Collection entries
·····

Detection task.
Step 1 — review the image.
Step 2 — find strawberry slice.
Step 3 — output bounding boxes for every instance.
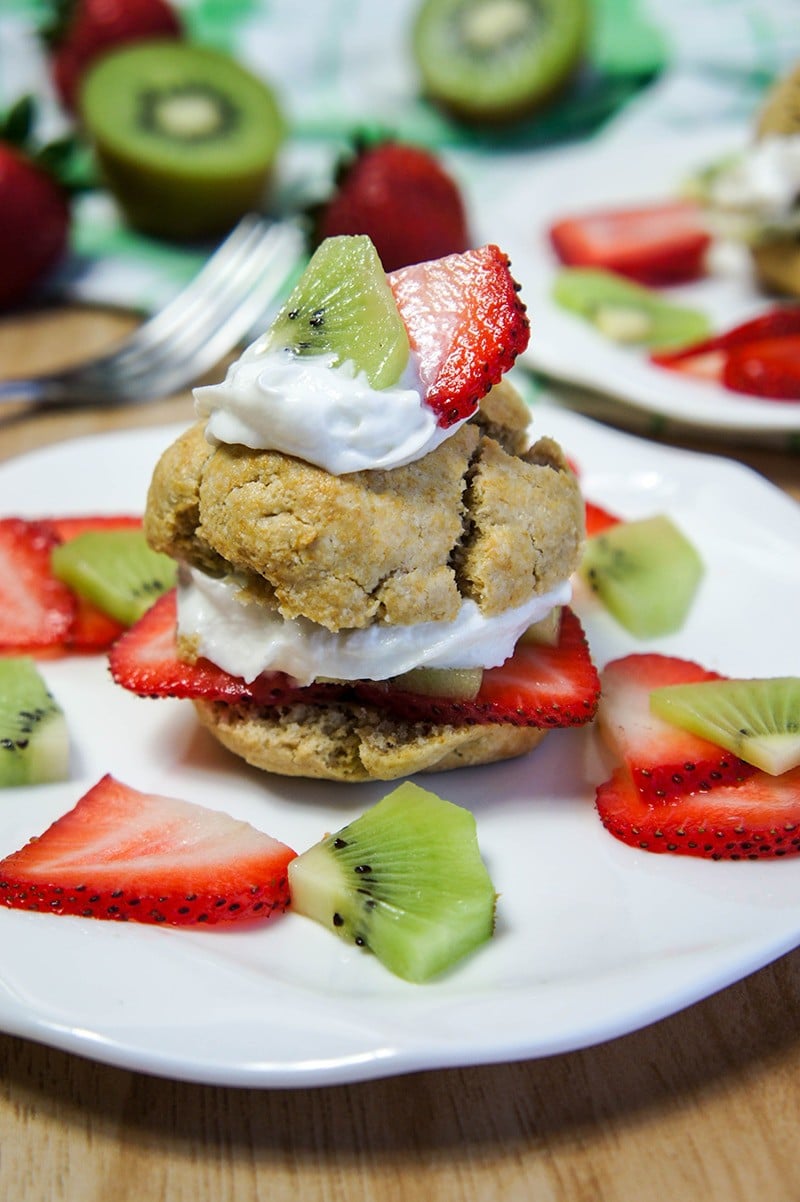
[596,764,800,859]
[584,499,621,538]
[47,514,142,541]
[388,244,530,427]
[0,774,295,924]
[598,655,755,801]
[549,200,711,286]
[357,608,600,728]
[723,335,800,400]
[0,517,76,654]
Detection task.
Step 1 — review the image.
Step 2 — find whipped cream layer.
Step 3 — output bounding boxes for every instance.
[708,134,800,222]
[195,341,463,475]
[177,568,572,687]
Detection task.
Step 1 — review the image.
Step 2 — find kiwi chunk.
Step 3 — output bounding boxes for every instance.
[0,658,69,787]
[79,41,284,239]
[51,529,177,627]
[519,607,562,646]
[413,0,587,123]
[650,677,800,777]
[288,782,497,982]
[263,235,410,389]
[553,269,710,350]
[580,515,703,638]
[389,666,483,699]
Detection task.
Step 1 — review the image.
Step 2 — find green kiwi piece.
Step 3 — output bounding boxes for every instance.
[519,606,562,646]
[580,515,703,638]
[0,658,69,787]
[412,0,588,123]
[288,782,497,983]
[553,268,711,350]
[263,235,410,389]
[388,666,483,699]
[51,529,177,627]
[79,41,284,239]
[650,677,800,777]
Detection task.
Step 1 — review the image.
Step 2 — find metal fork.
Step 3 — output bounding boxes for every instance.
[0,214,305,407]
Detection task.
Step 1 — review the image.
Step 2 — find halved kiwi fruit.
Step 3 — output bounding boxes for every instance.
[0,657,69,787]
[412,0,589,123]
[79,40,285,239]
[51,528,177,626]
[553,268,711,351]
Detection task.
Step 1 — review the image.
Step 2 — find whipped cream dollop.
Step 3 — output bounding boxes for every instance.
[707,134,800,221]
[177,568,572,687]
[195,340,461,474]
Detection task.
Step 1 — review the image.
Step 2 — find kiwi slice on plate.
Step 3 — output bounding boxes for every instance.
[0,658,69,787]
[79,41,284,239]
[553,268,711,351]
[650,677,800,777]
[288,782,497,982]
[580,514,703,638]
[412,0,588,123]
[263,235,410,389]
[51,528,177,627]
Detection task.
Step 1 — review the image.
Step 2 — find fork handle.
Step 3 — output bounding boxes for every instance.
[0,377,48,404]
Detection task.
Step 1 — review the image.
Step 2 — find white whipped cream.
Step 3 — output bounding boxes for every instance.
[708,135,800,219]
[195,341,462,475]
[177,567,572,687]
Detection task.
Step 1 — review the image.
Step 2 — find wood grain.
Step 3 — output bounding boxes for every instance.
[1,305,799,1202]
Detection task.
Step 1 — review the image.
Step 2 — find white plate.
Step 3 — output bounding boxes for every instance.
[0,412,799,1089]
[467,127,800,437]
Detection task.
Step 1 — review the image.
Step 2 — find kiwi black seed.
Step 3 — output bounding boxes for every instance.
[288,782,497,982]
[412,0,589,124]
[0,658,69,787]
[79,41,285,239]
[51,528,177,627]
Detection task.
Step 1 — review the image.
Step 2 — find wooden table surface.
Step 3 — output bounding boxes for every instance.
[1,305,799,1202]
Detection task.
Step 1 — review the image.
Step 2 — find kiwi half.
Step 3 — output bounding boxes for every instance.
[51,529,177,627]
[288,782,497,982]
[553,268,711,351]
[412,0,588,123]
[0,658,69,787]
[79,41,284,239]
[263,235,410,389]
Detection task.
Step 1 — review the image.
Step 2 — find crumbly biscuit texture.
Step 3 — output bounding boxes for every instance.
[145,383,583,630]
[193,697,547,781]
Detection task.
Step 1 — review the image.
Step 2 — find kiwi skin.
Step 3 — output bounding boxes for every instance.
[79,40,285,239]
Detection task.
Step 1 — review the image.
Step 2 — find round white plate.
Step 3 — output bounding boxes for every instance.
[0,410,799,1088]
[467,127,800,437]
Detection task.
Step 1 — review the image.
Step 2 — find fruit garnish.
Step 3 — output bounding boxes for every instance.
[580,514,703,638]
[41,0,182,112]
[0,657,69,787]
[549,199,711,286]
[389,243,529,426]
[51,527,177,626]
[650,677,800,777]
[552,268,710,350]
[264,234,410,389]
[412,0,588,124]
[583,499,621,538]
[723,336,800,401]
[0,518,76,654]
[598,655,755,801]
[358,607,599,728]
[0,774,295,924]
[288,781,496,982]
[316,139,469,272]
[79,41,284,239]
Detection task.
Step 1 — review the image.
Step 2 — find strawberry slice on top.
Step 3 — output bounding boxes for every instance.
[389,244,530,427]
[0,774,295,925]
[0,517,76,654]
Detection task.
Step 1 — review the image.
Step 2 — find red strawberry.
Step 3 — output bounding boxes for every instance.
[598,655,755,801]
[317,141,469,273]
[108,591,343,706]
[0,774,295,924]
[596,764,800,860]
[357,608,600,728]
[47,513,141,541]
[584,500,621,538]
[723,335,800,401]
[0,518,76,654]
[389,244,530,427]
[43,0,182,112]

·····

- DESCRIPTION OF THE TASK:
Read the entries and show each line that mentions "whipped".

- ANSWER BOX:
Step 2 — find whipped cream layer.
Step 2 — find whipped cream dollop.
Step 2 — find white whipped cream.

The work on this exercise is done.